=== PROBLEM TO WORK ON ===
Can you reproduce every line of the data below, requests included, offsetting each point coordinate in the answers by adding 130 to it and leaving the pictures out?

— START DATA ENTRIES —

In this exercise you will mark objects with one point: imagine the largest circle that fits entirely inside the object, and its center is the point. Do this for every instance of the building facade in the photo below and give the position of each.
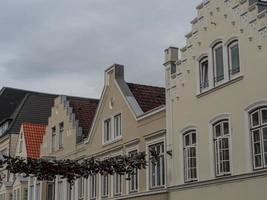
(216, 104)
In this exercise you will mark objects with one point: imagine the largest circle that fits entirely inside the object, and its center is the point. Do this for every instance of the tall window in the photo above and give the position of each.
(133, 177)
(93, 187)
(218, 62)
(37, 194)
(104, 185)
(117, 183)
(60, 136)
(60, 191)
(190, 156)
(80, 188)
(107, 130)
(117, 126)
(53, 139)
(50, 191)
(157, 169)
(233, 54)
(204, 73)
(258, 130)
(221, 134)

— END DATA ENTRIES —

=== FINISHED TASK ===
In this exercise you will mark objects with one point: imagine the largest circle that fits entirely inside the object, and its center is the point. Do this for every instance of the building facade in the photo below and give the position of each.
(346, 234)
In this exercise you will mark objects with one point: imagine the largest circle that fits entirely inside the object, and its center is the point. Do this for every instance of the tall window in the photo above and give the position of each.
(263, 307)
(223, 317)
(348, 192)
(167, 324)
(234, 315)
(247, 313)
(190, 266)
(190, 321)
(320, 286)
(210, 318)
(237, 260)
(247, 256)
(183, 269)
(180, 321)
(287, 299)
(363, 184)
(334, 203)
(388, 260)
(351, 264)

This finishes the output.